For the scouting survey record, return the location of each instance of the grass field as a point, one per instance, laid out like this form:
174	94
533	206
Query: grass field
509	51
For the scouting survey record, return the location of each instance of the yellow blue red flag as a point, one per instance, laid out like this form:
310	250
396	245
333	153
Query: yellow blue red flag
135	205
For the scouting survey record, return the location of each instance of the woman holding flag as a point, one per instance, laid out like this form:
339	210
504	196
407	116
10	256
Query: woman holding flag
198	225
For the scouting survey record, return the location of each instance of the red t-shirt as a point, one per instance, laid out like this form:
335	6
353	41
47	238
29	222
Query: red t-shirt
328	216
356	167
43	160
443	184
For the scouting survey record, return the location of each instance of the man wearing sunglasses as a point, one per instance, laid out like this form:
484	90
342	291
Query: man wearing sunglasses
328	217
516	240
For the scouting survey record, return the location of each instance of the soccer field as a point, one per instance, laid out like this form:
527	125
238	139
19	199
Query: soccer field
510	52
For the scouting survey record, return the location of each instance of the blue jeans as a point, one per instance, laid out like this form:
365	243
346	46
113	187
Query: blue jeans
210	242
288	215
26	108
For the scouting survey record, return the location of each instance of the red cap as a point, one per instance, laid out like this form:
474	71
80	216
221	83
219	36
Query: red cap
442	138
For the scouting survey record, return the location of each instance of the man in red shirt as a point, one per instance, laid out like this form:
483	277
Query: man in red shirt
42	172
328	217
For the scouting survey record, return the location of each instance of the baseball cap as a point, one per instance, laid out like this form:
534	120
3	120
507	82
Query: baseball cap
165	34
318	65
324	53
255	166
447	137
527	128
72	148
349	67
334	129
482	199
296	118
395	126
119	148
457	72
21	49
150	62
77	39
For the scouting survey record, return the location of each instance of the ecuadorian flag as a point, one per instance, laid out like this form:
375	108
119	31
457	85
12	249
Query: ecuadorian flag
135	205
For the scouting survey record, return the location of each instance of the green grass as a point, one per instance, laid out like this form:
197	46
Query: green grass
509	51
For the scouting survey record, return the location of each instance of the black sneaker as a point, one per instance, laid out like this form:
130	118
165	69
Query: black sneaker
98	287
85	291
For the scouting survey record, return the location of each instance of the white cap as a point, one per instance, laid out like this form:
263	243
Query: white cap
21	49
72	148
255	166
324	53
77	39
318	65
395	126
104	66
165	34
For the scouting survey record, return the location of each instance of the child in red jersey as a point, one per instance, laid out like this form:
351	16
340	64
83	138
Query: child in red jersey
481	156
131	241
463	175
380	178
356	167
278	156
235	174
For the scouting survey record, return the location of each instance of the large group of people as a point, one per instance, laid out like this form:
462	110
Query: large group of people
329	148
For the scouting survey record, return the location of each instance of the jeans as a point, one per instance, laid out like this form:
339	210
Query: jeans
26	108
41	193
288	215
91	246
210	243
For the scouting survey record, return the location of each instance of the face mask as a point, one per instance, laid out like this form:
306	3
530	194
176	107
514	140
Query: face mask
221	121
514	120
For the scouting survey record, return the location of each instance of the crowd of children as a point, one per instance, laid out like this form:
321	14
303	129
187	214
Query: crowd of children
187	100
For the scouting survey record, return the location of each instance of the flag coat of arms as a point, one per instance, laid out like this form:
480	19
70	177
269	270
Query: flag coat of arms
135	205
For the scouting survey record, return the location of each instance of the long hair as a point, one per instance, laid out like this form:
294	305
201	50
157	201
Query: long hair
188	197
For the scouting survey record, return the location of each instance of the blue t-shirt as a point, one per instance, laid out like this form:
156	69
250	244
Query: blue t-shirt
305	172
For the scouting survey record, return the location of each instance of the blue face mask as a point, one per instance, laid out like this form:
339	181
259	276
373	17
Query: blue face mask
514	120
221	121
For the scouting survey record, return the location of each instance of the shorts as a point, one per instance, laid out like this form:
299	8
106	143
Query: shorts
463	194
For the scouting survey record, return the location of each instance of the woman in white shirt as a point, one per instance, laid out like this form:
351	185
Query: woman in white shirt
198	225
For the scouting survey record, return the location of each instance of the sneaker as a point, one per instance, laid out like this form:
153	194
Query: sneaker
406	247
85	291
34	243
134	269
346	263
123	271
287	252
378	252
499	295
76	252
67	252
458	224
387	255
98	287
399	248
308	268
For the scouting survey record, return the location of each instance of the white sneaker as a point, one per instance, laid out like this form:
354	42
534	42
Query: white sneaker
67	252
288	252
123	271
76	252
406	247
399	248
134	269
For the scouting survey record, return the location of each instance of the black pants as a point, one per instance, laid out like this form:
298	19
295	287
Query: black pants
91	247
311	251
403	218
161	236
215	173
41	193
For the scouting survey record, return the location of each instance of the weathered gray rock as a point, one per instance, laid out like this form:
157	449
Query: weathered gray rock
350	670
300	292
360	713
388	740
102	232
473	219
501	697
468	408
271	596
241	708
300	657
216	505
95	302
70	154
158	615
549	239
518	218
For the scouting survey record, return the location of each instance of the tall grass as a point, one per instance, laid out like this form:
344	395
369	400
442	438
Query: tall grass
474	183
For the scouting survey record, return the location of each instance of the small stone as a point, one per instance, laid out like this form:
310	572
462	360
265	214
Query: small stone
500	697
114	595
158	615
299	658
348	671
* * *
EXERCISE DESCRIPTION |
Please rewrite all the data above, replacing "scouting survey record" with "site survey record" and leaving everything else unchanged.

TASK RESPONSE |
For the site survey record, return the location of each instance of the grass field as a point, one per instance, laid out like this form:
174	94
533	206
Query: grass field
509	51
For the site survey record, return the location of each instance of the yellow blue red flag as a point, one per instance, laid out like this form:
310	250
396	245
333	153
Query: yellow blue red flag
135	205
For the site survey record, return the location of each instance of the woman holding flag as a point, one per instance, laid out like this form:
339	210
504	196
407	116
10	256
Query: woman holding flag
198	225
For the site survey record, return the location of each instance of the red t-shirt as a point, one per instance, laid out like this form:
335	6
353	41
47	238
29	222
Query: red t-shirt
328	216
356	167
43	160
443	184
For the site survey record, return the location of each instance of the man wearing sunglasses as a point, one per instance, laid out like this form:
484	90
342	291
Query: man wearing sunglasses
328	217
516	240
For the site survey record, return the location of each instance of the soccer field as a point, one per instance, laid out like this form:
527	125
238	139
19	199
Query: soccer field
510	52
For the site survey record, return the location of each instance of the blue jeans as a point, one per instance, laid out like this form:
365	243
346	46
113	187
Query: blue jeans
210	242
288	215
26	108
For the site survey record, return the location of each instance of the red cap as a point, one per instance, laid out like this form:
474	71
80	216
221	83
219	36
Query: red cap
442	138
For the site survey record, return the location of each instance of the man in red shirt as a point, one per instance, laid out like this form:
483	277
Query: man in red shirt
42	172
328	217
For the site survey record, return the location of each instance of the baseball cap as a point, one per instance, laid out like this form:
534	120
3	120
507	82
Query: baseball cap
165	34
318	65
324	53
255	166
447	137
527	128
72	148
349	67
334	129
482	199
296	118
395	126
119	148
457	72
21	49
150	62
77	39
For the site survey record, return the location of each instance of the ecuadorian flag as a point, one per instance, laid out like this form:
375	108
119	31
457	85
12	249
Query: ecuadorian flag
135	205
For the site survey record, return the location of each instance of the green grass as a point, one per instance, laid out like this form:
197	46
Query: green grass
509	51
For the site survey record, return the location of each instance of the black sneaker as a point, one per instance, laid out like this form:
130	118
165	69
Query: black sneaker
98	287
85	291
For the site survey record, return the location of each instance of the white cap as a point, one per instance, laid out like this form:
263	243
Query: white cap
21	49
72	148
255	166
324	53
77	39
318	65
395	126
104	66
165	34
For the site survey record, return the location of each instance of the child in red jersey as a point, one per instance, laid out like this form:
351	16
340	64
83	138
Query: child in red jersey
481	156
131	241
463	175
380	178
356	167
278	156
235	174
For the site survey record, return the location of each instance of the large group of people as a point, one per instance, laid out like this form:
462	110
Query: large group of people
329	148
For the site survey record, return the location of each instance of the jeans as a point, one per instance, laid out like this form:
339	210
Query: jeans
26	108
41	193
288	215
91	246
210	243
For the site survey record, return the location of each instance of the face mask as a point, one per instance, laid out like this form:
306	3
530	194
176	107
514	140
Query: face mask
221	121
514	120
For the site survey record, return the location of each instance of the crowd of children as a point, one per instance, laid out like this form:
321	14
303	129
187	214
Query: crowd of children
187	100
For the site survey record, return the location of each instance of the flag coat of arms as a point, one per instance, laid out like this form:
480	19
70	177
269	270
Query: flag coat of arms
135	205
For the site survey record, return the location of each instance of the long hair as a point, one per instance, laid out like this form:
294	305
201	50
157	201
Query: long hair
188	197
For the site survey record, return the location of each instance of the blue t-shirt as a point, one per instance, laid out like this form:
156	69
250	244
Query: blue t-shirt
305	172
For the site survey record, return the location of each instance of the blue face mask as a point, one per instance, laid out like this form:
339	181
259	276
373	17
Query: blue face mask
514	120
221	121
For the site survey record, return the location of each instance of the shorts as a point, one per instance, laid out like this form:
299	8
106	143
Query: shorts
463	194
For the site survey record, return the location of each instance of the woman in white shirt as a point, one per instance, laid out like this form:
351	185
Query: woman in white shirt
198	225
For the site survey record, return the location of each instance of the sneaker as a point, one per instance, laid out like this form:
153	194
Query: sneaker
406	247
85	291
34	243
134	269
346	263
123	271
287	252
378	252
499	295
76	252
67	252
458	224
387	255
98	287
399	248
308	268
For the site survey record, return the location of each instance of the white sneaker as a point, one per instance, laid out like this form:
354	42
534	42
Query: white sneaker
67	252
288	252
123	271
76	252
406	247
399	248
134	269
For the site survey record, return the location of each instance of the black pants as a point, one per instance, laid out like this form:
298	19
295	287
Query: black pants
91	247
311	251
403	218
161	236
215	173
41	193
For the site survey record, return the location of each instance of the weathered gray rock as a point, one per instance, laid out like this form:
157	449
Query: weathered gray rock
350	670
300	292
360	713
388	740
102	232
473	219
501	697
468	408
271	596
241	708
300	657
216	505
95	302
70	154
158	615
549	239
518	218
For the site survey record, return the location of each instance of the tall grass as a point, one per instance, laid out like this form:
344	395
369	400
442	438
Query: tall grass
474	183
For the site survey record, return the location of each instance of the small stone as a point, one per instance, laid out like this form:
310	572
462	360
265	214
Query: small stone
500	697
114	595
158	615
299	658
348	671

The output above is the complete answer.